Learning AI - 1

1 May 2025 ai books learning

I’ve just started reading AI Engineering by Chip Huyen, published in December 2024.

Here are some brief notes as I seek to understand the material. I am linking to other articles as I find them, in order to better understand the topic.

Chapter 1. Introduction to Building AI Applications with Foundation Models

It’s always going to be a challenging read, when you don’t understand the meaning of all the words in the chapter title. What does “Foundation Model” mean?!

The emergence of model as a service means that models are made available for others to use as a service.

Foundation models emerged from large language models, which, in turn, originated as just language models.

Language models and Information Theory

A language model encodes statistical information about one or more languages.

For example, given the context “My favourite colour is __”, a language model that encodes English should predict “blue” more often than “car”.

I have in my head that the designers of Scrabble looked at the frequency of letters in written English by analysing the front page of a major newspaper.

The foundations are very early - citing Claude Shannon’s work on Information theory and his 1951 paper “Prediction and Entropy of Printed English”. I found it fairly easily online, but often behind paywalls.

Grant Sanderson on the excellent 3Blue1Brown has a 30-minute video on Solving Wordle using information theory with a great subtitle:

An excuse to teach a lesson on information theory and entropy.

Tokens

Miguel Grinberg writes in his post How LLMs Work, Explained Without Math:

A token is the basic unit of text understood by the LLM. It is convenient to think of tokens as words, but for the LLM the goal is to encode text as efficiently as possible, so in many cases tokens represent sequences of characters that are shorter or longer than whole words. Punctuation symbols and spaces are also represented as tokens, either individually or grouped with other characters.
The complete list of tokens used by an LLM are said to be the LLM’s vocabulary, since it can be used to express any possible text.

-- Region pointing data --
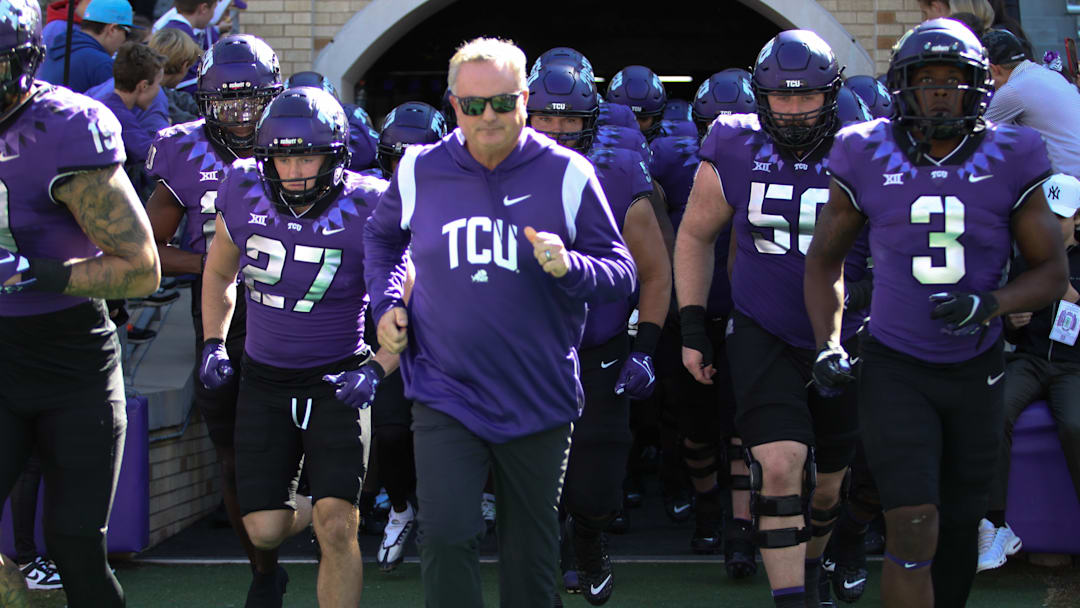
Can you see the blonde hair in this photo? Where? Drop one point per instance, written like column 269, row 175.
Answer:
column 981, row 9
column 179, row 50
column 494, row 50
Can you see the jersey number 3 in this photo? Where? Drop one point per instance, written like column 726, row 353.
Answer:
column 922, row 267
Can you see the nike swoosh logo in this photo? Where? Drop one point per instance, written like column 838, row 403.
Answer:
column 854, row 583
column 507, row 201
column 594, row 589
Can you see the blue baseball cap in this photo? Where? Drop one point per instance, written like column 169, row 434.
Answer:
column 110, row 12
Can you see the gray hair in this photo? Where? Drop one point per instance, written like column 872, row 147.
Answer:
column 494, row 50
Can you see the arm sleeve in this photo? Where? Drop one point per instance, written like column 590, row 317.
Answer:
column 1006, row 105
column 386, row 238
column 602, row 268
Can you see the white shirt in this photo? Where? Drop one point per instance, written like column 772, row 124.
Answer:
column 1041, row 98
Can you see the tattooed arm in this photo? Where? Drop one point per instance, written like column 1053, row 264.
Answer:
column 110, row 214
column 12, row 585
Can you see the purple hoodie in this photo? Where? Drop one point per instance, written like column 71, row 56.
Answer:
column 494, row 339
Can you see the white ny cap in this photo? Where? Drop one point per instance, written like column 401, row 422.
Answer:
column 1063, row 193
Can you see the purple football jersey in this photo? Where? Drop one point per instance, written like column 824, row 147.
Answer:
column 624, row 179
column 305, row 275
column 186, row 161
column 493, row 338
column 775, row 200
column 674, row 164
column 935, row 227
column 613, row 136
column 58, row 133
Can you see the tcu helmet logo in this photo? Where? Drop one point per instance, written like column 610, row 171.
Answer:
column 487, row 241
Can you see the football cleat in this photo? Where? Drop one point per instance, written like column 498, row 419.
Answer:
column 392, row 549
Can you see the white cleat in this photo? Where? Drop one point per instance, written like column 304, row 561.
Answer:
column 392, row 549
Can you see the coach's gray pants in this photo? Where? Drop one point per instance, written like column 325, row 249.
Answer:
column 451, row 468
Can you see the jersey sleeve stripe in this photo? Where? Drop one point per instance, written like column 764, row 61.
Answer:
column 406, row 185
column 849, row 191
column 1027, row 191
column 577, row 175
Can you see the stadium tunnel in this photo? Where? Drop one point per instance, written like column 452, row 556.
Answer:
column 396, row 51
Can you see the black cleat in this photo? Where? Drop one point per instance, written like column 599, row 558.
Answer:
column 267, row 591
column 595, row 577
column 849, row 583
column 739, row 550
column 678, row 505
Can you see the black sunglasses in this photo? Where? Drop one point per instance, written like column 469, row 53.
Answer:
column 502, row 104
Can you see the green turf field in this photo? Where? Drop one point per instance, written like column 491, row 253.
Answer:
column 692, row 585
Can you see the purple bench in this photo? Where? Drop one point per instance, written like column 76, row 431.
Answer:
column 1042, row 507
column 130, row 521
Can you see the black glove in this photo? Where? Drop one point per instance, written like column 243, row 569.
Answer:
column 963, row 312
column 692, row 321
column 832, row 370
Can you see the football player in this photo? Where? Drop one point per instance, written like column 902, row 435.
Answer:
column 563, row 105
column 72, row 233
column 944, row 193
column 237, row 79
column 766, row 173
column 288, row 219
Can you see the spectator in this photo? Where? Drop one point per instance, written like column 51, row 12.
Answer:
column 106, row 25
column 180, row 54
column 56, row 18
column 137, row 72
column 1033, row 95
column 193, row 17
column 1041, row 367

==

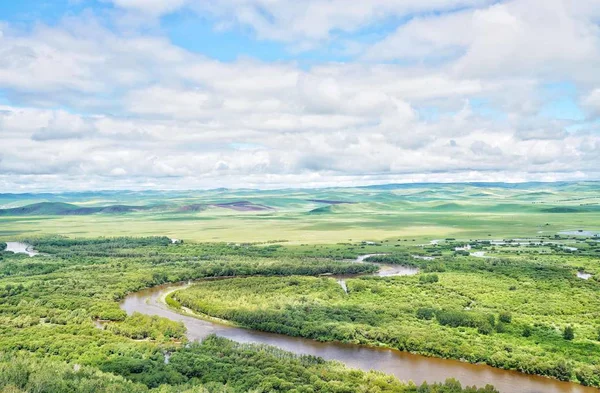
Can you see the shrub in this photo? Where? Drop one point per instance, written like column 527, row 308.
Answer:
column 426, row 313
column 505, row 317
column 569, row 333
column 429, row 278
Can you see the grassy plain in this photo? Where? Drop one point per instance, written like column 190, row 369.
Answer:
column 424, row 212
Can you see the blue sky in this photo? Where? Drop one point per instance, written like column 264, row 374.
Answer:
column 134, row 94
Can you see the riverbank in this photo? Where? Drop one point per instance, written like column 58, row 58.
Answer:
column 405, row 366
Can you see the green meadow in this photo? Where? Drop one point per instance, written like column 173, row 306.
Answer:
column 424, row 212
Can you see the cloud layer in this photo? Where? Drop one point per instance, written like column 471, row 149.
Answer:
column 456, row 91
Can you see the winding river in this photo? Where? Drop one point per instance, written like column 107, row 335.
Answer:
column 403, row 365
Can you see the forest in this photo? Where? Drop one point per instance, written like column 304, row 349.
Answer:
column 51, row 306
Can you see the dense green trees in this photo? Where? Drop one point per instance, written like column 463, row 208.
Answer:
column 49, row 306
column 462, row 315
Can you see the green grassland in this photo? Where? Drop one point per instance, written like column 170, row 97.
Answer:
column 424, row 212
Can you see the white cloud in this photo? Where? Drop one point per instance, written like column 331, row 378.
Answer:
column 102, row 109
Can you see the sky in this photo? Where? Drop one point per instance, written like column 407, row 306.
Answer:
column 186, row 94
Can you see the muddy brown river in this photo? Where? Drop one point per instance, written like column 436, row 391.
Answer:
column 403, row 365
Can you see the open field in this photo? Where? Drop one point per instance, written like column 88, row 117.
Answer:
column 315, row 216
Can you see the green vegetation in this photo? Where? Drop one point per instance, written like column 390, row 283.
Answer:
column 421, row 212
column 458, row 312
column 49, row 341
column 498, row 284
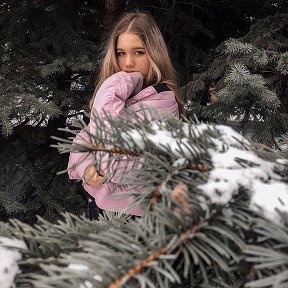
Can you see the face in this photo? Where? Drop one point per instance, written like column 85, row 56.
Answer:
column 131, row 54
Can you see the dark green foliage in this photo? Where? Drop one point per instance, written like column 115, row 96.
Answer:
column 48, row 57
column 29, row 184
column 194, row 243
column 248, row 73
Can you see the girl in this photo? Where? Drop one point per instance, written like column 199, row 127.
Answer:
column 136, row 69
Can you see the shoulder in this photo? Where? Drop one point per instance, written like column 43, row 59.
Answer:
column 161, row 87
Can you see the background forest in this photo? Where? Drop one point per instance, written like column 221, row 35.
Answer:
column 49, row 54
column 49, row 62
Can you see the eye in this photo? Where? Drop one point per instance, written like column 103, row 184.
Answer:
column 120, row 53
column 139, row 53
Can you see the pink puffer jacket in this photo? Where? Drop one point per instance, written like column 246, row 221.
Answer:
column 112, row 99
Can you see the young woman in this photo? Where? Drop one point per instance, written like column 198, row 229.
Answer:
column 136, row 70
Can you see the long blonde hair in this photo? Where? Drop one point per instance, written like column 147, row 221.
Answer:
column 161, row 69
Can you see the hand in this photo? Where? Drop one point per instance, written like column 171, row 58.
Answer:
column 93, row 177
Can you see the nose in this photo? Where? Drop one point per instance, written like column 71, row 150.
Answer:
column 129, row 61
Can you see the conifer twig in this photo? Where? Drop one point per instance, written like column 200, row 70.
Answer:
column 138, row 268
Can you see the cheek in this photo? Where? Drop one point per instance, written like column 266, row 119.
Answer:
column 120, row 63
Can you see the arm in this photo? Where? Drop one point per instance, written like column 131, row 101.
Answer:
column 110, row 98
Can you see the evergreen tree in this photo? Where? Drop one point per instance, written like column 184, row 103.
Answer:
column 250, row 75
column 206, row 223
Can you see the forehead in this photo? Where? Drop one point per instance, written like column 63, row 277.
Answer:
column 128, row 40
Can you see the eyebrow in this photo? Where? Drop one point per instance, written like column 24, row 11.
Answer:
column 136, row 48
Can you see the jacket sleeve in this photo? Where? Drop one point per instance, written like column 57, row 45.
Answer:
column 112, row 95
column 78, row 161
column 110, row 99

...

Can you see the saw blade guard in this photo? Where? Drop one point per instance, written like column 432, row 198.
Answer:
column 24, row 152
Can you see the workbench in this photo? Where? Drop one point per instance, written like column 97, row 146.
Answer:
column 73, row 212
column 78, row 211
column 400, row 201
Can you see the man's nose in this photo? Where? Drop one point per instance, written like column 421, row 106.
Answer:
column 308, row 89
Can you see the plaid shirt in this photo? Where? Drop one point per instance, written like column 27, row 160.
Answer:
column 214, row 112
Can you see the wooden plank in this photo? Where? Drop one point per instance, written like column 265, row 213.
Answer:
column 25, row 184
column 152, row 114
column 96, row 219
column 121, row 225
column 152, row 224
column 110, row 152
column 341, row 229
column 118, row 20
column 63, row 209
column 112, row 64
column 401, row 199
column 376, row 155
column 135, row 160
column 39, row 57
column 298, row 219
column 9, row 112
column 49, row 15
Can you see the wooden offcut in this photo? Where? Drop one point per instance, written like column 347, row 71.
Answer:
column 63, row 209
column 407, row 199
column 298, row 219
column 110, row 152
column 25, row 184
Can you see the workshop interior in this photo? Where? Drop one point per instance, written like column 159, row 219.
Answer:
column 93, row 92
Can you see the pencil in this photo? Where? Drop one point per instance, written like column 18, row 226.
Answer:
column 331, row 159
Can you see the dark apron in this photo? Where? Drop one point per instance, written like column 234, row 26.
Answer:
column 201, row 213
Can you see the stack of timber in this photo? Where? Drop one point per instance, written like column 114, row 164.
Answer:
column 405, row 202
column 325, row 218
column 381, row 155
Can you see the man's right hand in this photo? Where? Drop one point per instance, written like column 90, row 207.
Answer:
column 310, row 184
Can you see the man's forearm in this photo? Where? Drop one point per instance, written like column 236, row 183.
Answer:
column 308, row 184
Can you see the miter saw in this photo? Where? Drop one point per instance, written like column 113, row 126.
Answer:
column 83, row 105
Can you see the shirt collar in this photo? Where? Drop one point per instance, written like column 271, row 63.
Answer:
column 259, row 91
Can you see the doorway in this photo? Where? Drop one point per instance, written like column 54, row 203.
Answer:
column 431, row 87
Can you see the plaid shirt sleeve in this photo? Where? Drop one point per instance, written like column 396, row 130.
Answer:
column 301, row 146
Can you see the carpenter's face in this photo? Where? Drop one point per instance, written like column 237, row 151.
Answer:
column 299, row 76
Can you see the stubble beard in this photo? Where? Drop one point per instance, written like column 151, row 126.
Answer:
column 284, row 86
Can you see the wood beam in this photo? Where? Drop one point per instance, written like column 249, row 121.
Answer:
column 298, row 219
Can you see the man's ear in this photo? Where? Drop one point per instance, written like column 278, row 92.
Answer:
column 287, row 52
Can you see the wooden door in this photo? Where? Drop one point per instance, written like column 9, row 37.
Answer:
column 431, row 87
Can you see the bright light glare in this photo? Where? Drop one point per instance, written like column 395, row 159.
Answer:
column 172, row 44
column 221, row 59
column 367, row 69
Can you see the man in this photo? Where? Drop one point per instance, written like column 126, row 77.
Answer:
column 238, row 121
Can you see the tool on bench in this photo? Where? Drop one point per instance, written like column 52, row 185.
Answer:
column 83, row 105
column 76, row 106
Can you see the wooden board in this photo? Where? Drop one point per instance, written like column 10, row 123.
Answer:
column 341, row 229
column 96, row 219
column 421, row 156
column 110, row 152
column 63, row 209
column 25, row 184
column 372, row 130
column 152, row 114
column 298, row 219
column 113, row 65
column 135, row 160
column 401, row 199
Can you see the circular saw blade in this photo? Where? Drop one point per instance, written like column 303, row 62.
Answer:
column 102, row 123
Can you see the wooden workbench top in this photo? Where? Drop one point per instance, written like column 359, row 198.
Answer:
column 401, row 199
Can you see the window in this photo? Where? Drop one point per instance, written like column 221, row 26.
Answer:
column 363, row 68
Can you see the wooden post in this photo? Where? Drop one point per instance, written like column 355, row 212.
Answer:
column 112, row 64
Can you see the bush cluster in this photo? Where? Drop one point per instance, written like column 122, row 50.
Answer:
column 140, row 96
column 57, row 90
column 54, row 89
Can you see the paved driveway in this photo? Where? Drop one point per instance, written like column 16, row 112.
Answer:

-- WORK ITEM --
Write the next part of the reading notes on learning AI, starting right after their final sentence.

-- TASK OUTPUT --
Masked language model

The two main types of Language models (masked and autoregressive) differ based on what information they can use to predict a token

IBM have a good introduction on how masked language models work:

Masked language models (MLM) are a type of large language model (LLM) used to help predict missing words from text in natural language processing (NLP) tasks. By extension, masked language modeling is one form of training transformer models—notably bidirectional encoder representations from transformers (BERT) and its derivative robustly optimized BERT pretraining approach (RoBERTa) — for NLP tasks by training the model to fill in masked words within a text, and thereby predict the most likely and coherent words to complete the text.1
Masked language modeling aids many tasks — from sentiment analysis to text generation — by training a model to understand the contextual relationship between words.

Autoregressive language model

An autoregressive language model is trained to predict the next token in a sequence, using only the preceding tokens. It predicts what comes next in “My favourite colour is __.” An autoregressive model can continually generate one token after another.

The AWS article What are Autoregressive Models is helpful:

Autoregressive models are a class of machine learning (ML) models that automatically predict the next component in a sequence by taking measurements from previous inputs in the sequence. Autoregression is a statistical technique used in time-series analysis that assumes that the current value of a time series is a function of its past values. Autoregressive models use similar mathematical techniques to determine the probabilistic correlation between elements in a sequence. They then use the knowledge derived to guess the next element in an unknown sequence.
For example, during training, an autoregressive model processes several English language sentences and identifies that the word “is” always follows the word “there.” It then generates a new sequence that has “there is” together.
Generative artificial intelligence (generative AI) is an advanced data science technology capable of creating new and unique content by learning from massive training data.

Back to Chip Huyen:

Today, autoregressive language models are the models of choice for text generation, and for this reason, they are much more popular than masked language models.